- Excerpted text:
Start of Block

If you are interested in mentoring a high-quality undergraduate researcher, receiving mentorship training, and access to a network of peers, staff, and faculty to provide support and advising visit this link for more information.

Stanford ChEM-H Postdoc Retreat

This retreat is designed to provide a stimulating expert environment for the discussion of current research in labs affiliated with Stanford ChEM-H. The objective is to provide postdoctoral trainees with experience presenting their work to an expert audience, chairing scientific sessions, and to foster collaborations.

The Fourth Annual ChEM-H Postdoc Retreat will be held at the Double Tree Hotel Sonoma Wine Country in Rohnert Park, CA April 22-24, 2018. Postdocs from across the institute will give talks, network, and discuss new ideas during meals and social activities. ChEM-H faculty fellows will mediate discussions and give guest presentations on a breadth of career development topics. This event will be an excellent opportunity for postdocs to spark new collaborations in preparation for the annual call for ChEM-H seed grants targeting teams of two or more postdoctoral fellows. To apply to attend the retreat, please submit your talk title and abstract by March 5, 2018:  

Stanford - Academia Sinica Postdoctoral Fellowship Program

Academia Sinica is sponsoring recent M.D. and Ph.D. graduates from Taiwan to complete their postdoctoral research and training in the laboratories of faculty associated with four interdisciplinary insitutes at Stanford University. The interdisciplinary institutes at Stanford participating in the program include Stanford ChEM-H, Stanford Neurosciences Institutes, the Institute for Immunity, Transplantation & Infection, and SLAC. For more information on eligibility and application requirements, please visit the Academia Sinica website.

End of Block

- Entries provided:
Start of Block

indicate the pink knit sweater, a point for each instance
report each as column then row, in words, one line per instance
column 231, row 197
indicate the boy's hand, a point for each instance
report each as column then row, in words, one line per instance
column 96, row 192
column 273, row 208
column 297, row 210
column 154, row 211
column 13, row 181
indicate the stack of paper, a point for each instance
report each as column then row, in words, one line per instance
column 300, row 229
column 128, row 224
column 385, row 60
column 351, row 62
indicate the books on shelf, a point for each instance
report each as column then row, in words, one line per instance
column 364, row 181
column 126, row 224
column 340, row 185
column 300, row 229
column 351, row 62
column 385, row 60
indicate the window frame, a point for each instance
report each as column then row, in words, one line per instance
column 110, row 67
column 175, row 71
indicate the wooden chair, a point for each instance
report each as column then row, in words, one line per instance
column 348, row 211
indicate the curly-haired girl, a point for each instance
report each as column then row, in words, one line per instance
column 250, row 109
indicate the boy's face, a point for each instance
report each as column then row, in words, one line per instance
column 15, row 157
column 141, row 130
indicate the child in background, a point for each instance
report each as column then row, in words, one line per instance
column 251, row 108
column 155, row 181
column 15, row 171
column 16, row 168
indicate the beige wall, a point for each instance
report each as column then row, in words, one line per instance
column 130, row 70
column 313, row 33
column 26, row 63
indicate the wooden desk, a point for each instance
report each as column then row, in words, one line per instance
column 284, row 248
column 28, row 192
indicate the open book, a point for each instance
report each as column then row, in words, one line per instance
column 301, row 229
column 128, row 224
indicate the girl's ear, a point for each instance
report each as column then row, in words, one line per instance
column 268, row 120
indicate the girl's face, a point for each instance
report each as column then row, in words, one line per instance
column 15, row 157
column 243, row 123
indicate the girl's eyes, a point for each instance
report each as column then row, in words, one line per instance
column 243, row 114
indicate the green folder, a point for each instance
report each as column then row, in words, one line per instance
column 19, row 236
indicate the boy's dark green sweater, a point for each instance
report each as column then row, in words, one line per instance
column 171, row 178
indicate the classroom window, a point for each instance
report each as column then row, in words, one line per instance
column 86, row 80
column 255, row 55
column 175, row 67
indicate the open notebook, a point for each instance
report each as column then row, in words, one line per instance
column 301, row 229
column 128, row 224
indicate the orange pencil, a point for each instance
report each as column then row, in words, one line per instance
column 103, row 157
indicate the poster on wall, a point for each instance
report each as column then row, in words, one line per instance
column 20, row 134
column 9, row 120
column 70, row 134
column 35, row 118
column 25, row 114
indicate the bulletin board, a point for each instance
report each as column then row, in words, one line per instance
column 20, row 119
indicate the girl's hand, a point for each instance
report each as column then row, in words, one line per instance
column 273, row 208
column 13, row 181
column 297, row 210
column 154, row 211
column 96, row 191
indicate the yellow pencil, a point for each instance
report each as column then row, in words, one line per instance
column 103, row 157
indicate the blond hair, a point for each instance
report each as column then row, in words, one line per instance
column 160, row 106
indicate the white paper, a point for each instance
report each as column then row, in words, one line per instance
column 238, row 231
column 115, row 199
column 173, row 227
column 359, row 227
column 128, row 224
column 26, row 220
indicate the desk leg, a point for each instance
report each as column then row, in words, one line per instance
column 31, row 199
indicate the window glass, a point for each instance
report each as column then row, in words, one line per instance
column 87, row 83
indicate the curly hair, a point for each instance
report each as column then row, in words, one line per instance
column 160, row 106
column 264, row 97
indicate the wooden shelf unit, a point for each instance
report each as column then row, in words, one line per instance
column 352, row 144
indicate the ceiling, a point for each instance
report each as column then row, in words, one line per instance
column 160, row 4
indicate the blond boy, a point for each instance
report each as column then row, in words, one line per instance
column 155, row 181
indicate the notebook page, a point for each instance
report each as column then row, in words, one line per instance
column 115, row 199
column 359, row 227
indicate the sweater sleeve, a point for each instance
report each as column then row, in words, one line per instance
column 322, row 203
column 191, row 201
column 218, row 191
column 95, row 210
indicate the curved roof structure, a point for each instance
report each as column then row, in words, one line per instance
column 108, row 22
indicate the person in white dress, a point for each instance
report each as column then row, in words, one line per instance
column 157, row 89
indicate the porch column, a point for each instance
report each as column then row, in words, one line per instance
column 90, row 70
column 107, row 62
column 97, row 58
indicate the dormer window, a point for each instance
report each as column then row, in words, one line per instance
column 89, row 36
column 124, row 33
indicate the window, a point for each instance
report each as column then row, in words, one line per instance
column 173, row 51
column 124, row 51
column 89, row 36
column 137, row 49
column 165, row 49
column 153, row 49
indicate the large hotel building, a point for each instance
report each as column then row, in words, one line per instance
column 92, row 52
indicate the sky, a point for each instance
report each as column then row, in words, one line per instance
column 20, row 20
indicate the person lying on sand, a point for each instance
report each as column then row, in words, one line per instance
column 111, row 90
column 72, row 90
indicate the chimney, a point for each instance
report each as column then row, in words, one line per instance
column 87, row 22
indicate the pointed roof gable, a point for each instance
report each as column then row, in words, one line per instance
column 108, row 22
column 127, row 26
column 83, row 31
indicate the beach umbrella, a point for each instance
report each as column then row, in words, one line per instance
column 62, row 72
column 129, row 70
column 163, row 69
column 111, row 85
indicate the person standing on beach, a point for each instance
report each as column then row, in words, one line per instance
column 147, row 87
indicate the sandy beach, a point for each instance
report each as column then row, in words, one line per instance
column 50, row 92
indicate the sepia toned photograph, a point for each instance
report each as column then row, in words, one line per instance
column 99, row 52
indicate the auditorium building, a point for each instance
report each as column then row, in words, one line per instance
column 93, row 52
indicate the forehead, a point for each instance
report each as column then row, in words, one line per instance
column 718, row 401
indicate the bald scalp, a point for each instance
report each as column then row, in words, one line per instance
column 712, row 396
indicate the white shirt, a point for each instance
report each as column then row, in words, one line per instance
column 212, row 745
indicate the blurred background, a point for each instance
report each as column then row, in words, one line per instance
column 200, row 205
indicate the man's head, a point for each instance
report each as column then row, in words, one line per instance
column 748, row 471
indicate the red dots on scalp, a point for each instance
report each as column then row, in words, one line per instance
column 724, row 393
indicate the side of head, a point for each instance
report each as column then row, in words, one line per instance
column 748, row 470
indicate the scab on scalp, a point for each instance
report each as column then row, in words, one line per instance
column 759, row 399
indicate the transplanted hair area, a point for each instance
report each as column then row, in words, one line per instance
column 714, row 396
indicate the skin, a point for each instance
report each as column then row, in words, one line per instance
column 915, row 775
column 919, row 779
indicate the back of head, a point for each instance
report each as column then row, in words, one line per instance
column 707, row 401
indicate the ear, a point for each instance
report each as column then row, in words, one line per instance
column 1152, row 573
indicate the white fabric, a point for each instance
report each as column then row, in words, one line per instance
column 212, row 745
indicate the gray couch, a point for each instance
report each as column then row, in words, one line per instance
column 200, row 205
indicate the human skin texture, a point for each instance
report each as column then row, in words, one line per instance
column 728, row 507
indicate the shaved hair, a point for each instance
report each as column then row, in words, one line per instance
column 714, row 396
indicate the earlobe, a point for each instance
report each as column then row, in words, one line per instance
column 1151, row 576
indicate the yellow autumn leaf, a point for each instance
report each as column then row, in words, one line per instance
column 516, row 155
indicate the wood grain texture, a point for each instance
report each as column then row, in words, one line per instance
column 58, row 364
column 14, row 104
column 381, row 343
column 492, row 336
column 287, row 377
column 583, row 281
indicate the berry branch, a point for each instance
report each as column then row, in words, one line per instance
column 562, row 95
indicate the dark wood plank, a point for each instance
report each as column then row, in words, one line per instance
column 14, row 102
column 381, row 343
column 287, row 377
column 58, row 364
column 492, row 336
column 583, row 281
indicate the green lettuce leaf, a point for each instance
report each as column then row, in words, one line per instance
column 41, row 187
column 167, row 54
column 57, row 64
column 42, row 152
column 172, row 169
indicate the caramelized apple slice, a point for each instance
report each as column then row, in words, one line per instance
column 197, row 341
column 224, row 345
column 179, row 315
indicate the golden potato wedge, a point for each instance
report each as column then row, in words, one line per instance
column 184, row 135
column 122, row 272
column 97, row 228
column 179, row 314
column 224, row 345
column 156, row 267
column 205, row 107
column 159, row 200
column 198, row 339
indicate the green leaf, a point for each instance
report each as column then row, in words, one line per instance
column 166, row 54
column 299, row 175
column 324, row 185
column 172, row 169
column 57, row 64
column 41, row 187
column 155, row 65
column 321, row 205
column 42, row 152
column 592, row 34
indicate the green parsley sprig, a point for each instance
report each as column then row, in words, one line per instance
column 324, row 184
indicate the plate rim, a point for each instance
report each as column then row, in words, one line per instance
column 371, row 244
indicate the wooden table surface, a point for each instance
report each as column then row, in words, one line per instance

End of Block

- Task goal:
Answer these from the Stanford ChEM-H text above:
(a) At what hotel will the Fourth Annual ChEM-H Postdoc Retreat be held?
(b) By what date must a talk title and abstract be submitted to apply to attend the retreat?
(c) Whom is Academia Sinica sponsoring?

- Exercise solution:
(a) The Double Tree Hotel Sonoma Wine Country in Rohnert Park, CA.
(b) March 5, 2018.
(c) Recent M.D. and Ph.D. graduates from Taiwan.